▶ **TO DO**:
(a) In the article on Korean food, what is samgyetang?
(b) Go on with the article on little-known facts about Korean food, picking up after its last sentence.

▶ **EXTRACT PROVIDED**:
Thursday, April 17, 2014

Korean Wave: Five Things You Didn’t Know About Korean Food

Original source :
Posted : December 2013
Author : Alice Yong

As the K-wave sweeps through the world, Korean cuisine is more popular than ever. But Korean food is not just about kimchi and bbq.

These days there’s no escaping the “hallyu” or Korean wave. Whether it’s drama, music, beauty, fashion, cars, smartphones or household appliances, the K-wave has swept us all up in its unstoppable wake. Ardent foodies aren’t spared either judging by the ever-growing number of Korean restaurants in the Klang Valley. In recent years, Korean food has become a popular cuisine of choice for many when they dine out. But Korean food is not all about bbq and kimchi. There are plenty of fascinating, little known facts about hansik, aka Korean cuisine.

Food is medicine
First and foremost, food is medicine, according to the Koreans. They subscribe to the belief that “you are what you eat”. To them, food is something that’s essential to one’s physical and emotional well-being. They believe in harmony – that different ingredients when combined should be balanced in the yin-yang aspects. Korean food is also one of the healthiest traditional cuisine in the world due to the prevalent use of natural, seasonal ingredients: tofu, bean paste, chillies, garlic and tangy-spicy kimchi.
The concept of harmony in Korean food is evident at Onsemiro through its wide variety of banchan – small assorted dishes of appetisers, pickles and salads. At Da On Fine Korean Restaurant, samgyetang (ginseng chicken soup) is a splendid stress reliever to counter our hot sweltering weather.

▶ **SUPPLIED MATERIAL**:

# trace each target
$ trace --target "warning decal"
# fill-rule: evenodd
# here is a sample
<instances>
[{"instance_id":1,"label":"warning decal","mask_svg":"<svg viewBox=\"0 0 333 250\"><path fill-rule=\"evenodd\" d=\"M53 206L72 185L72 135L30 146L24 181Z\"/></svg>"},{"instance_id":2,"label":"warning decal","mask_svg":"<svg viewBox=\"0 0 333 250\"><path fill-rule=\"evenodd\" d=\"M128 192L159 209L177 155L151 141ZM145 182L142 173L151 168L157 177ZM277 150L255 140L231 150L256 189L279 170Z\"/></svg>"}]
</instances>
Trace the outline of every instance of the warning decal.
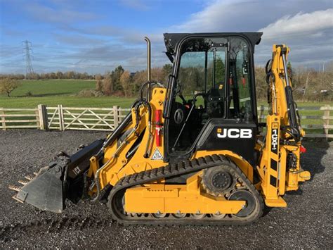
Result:
<instances>
[{"instance_id":1,"label":"warning decal","mask_svg":"<svg viewBox=\"0 0 333 250\"><path fill-rule=\"evenodd\" d=\"M154 154L152 154L151 160L163 160L163 156L157 148L156 148Z\"/></svg>"}]
</instances>

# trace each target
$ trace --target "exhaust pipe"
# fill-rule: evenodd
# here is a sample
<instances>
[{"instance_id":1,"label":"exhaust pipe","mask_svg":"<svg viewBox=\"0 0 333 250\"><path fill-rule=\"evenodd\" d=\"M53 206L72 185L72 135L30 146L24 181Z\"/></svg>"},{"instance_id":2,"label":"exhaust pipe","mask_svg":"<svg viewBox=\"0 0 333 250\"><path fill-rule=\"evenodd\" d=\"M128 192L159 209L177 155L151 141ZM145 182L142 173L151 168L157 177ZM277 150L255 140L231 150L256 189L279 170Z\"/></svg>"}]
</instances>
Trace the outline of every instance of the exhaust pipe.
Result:
<instances>
[{"instance_id":1,"label":"exhaust pipe","mask_svg":"<svg viewBox=\"0 0 333 250\"><path fill-rule=\"evenodd\" d=\"M150 81L152 80L151 75L151 42L148 37L145 37L145 41L147 42L147 81L148 82L148 94L147 96L148 101L150 101Z\"/></svg>"}]
</instances>

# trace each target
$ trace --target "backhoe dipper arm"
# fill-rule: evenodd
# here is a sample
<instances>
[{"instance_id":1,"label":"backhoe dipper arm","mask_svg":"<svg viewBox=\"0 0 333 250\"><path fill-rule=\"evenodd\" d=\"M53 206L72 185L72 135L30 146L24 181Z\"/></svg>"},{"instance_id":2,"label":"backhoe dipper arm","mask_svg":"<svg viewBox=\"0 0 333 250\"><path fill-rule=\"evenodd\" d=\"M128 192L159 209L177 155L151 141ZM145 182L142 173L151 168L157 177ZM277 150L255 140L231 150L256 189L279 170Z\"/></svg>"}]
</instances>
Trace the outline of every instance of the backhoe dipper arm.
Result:
<instances>
[{"instance_id":1,"label":"backhoe dipper arm","mask_svg":"<svg viewBox=\"0 0 333 250\"><path fill-rule=\"evenodd\" d=\"M304 132L292 96L287 66L289 49L273 45L273 57L266 66L270 108L266 120L266 142L257 167L261 189L268 206L287 206L282 198L286 191L296 190L299 182L310 179L300 165L301 144ZM270 68L268 69L268 68Z\"/></svg>"}]
</instances>

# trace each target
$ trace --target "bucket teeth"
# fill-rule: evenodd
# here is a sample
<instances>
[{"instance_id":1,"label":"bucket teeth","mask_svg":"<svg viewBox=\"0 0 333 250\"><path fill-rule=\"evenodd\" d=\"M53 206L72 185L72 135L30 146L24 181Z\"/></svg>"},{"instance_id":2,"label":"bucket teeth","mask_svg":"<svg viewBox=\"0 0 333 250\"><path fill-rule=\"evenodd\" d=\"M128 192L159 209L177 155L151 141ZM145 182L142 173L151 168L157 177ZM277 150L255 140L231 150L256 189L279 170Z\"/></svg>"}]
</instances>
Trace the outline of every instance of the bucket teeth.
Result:
<instances>
[{"instance_id":1,"label":"bucket teeth","mask_svg":"<svg viewBox=\"0 0 333 250\"><path fill-rule=\"evenodd\" d=\"M34 179L34 176L26 175L26 176L25 176L25 178L27 179L27 180L32 180L32 179Z\"/></svg>"},{"instance_id":2,"label":"bucket teeth","mask_svg":"<svg viewBox=\"0 0 333 250\"><path fill-rule=\"evenodd\" d=\"M22 184L22 185L25 185L27 182L29 182L26 181L26 180L20 180L18 181L18 183Z\"/></svg>"},{"instance_id":3,"label":"bucket teeth","mask_svg":"<svg viewBox=\"0 0 333 250\"><path fill-rule=\"evenodd\" d=\"M14 185L9 185L8 188L10 189L12 189L12 190L14 190L14 191L16 191L16 192L19 192L21 189L20 187L14 186Z\"/></svg>"}]
</instances>

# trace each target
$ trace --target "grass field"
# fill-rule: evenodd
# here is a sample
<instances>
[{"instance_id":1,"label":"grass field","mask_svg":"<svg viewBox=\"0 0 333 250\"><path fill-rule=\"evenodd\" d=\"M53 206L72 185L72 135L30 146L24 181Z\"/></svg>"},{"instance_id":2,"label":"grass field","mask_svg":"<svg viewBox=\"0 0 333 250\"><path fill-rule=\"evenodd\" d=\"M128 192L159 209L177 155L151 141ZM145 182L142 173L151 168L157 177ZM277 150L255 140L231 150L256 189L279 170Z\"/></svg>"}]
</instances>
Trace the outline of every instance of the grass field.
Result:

▶ **RESPONSES BY TASK**:
(a) Ginseng chicken soup.

(b)
Rice is nice
The second thing to remember is that rice is nice and precious. No Korean meal is complete without a bowl of steamed rice. The short grain rice is starchier than our local version, with a stickier texture similar to that of glutinous rice. Sometimes beans, millet, barley and corn are added for variation or made into juk (porridge). Unpolished brown rice is more popular in the countryside.
It is a sacrilege to waste rice so most Koreans feel duty-bound to finish every single grain. Water is sometimes poured over the rice crust at the bottom of rice pot and everything is left to soak for a while before the watery crust is scraped together to make sungyung,  a weak, smoky rice “tea” of sorts. Every last drop and grain of this is completely lapped up.

Do you know that Korean restaurateurs are obliged to ply diners with endless servings of banchan (side dishes) as long as the latter’s bowls of rice remain unfinished? This is because leftover rice is seen as a tell-tale sign that the food served hasn’t meet the customers’ expectations, hence the restaurateurs must coax them into finishing it with more banchan.
Local diners can sample one of the Korea’s most popular rice dishes bibim-bab (hot stone bowl rice topped with assorted vegetables and egg, then stirred and served with Korean chilli sauce) at Kimchi Haru, a modest family-run Korean eatery or Dubu Dubu, a modern, quick-service Korean restaurant.

All in one
Korean food is also about enjoying an “all in one” meal. Unlike Western meals that come in separate, multiple courses, a Korean meal will have all the different dishes served simultaneously. Each person will have his or her own bowl of rice, soup and/or stew. It is customary to serve five to 12 dishes of banchan in addition to one or two family/communal servings of main dishes: meat, seafood or beancurd.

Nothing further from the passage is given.